• _Aim of the exercise_
Would you please transcribe exactly the lines from the one containing "-H 'Content-Type: application/json'" through the end of the material below, and only those?
--- START ---
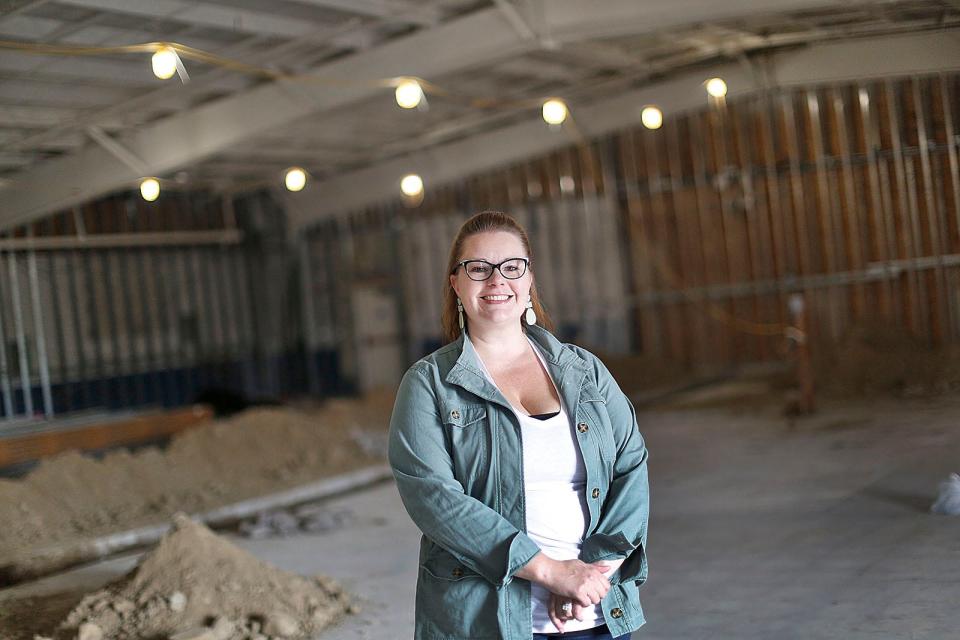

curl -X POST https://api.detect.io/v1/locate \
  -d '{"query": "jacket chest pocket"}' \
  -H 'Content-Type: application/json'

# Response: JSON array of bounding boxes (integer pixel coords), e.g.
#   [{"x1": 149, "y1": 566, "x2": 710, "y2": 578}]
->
[
  {"x1": 578, "y1": 396, "x2": 617, "y2": 463},
  {"x1": 441, "y1": 403, "x2": 489, "y2": 489}
]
--- END ---
• _Written response_
  -H 'Content-Type: application/json'

# Response: JSON array of bounding boxes (integer pixel coords), e.g.
#   [{"x1": 149, "y1": 566, "x2": 710, "y2": 578}]
->
[
  {"x1": 578, "y1": 396, "x2": 617, "y2": 463},
  {"x1": 441, "y1": 403, "x2": 489, "y2": 489}
]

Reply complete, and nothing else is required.